Your goal: Could you express all of the entries below as a two-column CSV with the headers request and answer, one row per entry? Put each entry's text and its answer in a single quoted field, with any line breaks turned into spaces.

[Dataset excerpts on object pointing]
%%

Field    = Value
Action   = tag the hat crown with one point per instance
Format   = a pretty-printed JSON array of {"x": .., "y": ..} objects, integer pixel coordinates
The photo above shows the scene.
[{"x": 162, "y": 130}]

%%

Answer to this exercise:
request,answer
"Field    = Value Action   = tag the hat crown with one point per instance Format   = a pretty-printed JSON array of {""x"": .., ""y"": ..} objects, integer pixel coordinates The photo above shows the scene.","[{""x"": 162, ""y"": 130}]"